### Problem to solve:
Copy exactly the lines from the one containing "Would you be able to indicate the black sandal" through the last line of the records, both included, and nothing more.

### Records from a data collection:
((
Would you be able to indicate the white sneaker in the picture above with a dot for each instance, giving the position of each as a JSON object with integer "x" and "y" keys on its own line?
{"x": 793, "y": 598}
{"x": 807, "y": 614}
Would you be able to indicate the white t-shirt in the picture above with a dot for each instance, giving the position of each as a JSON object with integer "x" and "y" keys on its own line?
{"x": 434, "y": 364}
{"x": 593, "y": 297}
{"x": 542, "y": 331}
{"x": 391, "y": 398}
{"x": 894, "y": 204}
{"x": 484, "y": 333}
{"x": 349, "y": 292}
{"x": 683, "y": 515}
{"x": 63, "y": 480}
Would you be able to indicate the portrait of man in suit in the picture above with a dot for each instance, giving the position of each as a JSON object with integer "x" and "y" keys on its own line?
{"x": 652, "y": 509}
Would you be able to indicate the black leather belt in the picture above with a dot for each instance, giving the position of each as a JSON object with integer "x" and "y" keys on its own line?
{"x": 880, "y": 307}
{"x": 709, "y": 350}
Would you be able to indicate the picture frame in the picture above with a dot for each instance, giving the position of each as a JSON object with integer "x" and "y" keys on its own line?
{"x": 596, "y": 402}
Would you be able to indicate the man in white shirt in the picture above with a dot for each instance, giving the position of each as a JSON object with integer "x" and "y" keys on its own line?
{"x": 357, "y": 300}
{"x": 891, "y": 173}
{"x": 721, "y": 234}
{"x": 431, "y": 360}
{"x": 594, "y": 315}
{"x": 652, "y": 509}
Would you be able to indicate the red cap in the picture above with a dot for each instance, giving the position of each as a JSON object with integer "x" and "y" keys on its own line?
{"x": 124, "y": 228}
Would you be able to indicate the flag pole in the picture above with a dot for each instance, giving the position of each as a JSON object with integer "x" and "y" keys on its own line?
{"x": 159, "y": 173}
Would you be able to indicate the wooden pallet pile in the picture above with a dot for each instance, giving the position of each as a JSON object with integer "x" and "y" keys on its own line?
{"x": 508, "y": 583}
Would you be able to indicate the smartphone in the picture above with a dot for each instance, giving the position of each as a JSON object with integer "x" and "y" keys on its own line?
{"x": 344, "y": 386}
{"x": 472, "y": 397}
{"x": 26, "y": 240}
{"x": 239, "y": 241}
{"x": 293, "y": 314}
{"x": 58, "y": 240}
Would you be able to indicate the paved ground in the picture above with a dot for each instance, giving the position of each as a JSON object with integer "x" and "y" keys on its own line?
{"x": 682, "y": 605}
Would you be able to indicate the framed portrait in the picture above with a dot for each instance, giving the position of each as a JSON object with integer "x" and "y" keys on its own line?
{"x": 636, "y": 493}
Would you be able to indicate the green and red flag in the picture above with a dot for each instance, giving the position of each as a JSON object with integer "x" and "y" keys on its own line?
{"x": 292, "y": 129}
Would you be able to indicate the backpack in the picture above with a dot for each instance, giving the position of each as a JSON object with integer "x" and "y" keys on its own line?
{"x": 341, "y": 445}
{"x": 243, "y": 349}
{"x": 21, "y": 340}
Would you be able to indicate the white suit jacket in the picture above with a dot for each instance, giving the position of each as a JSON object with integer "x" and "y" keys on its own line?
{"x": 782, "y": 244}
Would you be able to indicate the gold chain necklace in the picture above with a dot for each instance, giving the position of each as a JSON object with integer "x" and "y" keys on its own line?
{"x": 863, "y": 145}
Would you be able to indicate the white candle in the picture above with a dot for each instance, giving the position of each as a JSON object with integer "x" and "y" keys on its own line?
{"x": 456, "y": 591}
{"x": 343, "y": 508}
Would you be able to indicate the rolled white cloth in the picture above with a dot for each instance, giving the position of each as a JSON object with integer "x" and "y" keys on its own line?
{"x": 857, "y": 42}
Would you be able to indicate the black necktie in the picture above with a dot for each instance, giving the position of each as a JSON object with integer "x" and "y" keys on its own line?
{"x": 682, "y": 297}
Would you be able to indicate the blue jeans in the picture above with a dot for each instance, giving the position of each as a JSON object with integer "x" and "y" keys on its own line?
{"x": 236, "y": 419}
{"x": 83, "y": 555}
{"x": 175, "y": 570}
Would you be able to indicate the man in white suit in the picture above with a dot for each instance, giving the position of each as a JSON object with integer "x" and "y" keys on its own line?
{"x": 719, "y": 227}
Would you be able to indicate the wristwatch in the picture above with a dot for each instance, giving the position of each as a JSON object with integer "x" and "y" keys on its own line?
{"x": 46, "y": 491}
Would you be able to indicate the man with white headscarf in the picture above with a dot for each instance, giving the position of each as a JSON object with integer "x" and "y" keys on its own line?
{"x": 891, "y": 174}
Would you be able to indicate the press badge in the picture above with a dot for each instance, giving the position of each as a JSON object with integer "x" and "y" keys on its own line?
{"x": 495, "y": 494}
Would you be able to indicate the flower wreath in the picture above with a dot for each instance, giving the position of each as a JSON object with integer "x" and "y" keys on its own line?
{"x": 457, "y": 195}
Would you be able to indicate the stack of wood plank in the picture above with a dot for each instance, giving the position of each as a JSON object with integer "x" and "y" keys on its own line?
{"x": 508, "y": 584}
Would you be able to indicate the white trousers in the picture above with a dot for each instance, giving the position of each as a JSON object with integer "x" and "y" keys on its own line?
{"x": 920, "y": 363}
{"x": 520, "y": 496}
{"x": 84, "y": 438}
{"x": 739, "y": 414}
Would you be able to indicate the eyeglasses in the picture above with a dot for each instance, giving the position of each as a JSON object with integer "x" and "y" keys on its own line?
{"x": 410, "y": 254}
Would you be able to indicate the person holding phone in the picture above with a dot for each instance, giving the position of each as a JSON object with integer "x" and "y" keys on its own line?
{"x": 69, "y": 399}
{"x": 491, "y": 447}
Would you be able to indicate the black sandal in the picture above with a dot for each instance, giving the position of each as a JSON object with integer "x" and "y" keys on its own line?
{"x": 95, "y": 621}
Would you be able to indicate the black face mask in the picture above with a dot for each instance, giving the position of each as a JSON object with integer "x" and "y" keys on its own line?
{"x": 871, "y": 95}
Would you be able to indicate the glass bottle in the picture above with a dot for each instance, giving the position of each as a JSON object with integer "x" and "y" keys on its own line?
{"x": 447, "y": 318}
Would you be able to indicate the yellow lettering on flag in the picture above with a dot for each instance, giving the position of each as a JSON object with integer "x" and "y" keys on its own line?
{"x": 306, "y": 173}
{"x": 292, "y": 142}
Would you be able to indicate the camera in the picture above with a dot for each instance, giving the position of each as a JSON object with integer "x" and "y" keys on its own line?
))
### Full answer:
Would you be able to indicate the black sandal in the picture above with a dot for each instance, giving the position of each as a JSON object with integer "x" and "y" keys on its own line?
{"x": 95, "y": 621}
Would you be able to indicate the black face mask in the picture above with a dot for each instance, giving the position of each as a JSON object with integer "x" and "y" keys on its own line?
{"x": 871, "y": 95}
Would you be able to indicate the glass bottle in the picture above with a dot for each instance, giving the position of each as a JSON object with integer "x" and "y" keys on its own line?
{"x": 447, "y": 318}
Would you be able to indicate the yellow lettering on flag in the picture above with a dot for each instance, giving the position of each as a JSON object with integer "x" and "y" keys on its own line?
{"x": 306, "y": 173}
{"x": 292, "y": 142}
Would you be able to indicate the camera in the picture above with a dot for each instance, giving the position of each as a JSON object with integer "x" and "y" keys on its own line?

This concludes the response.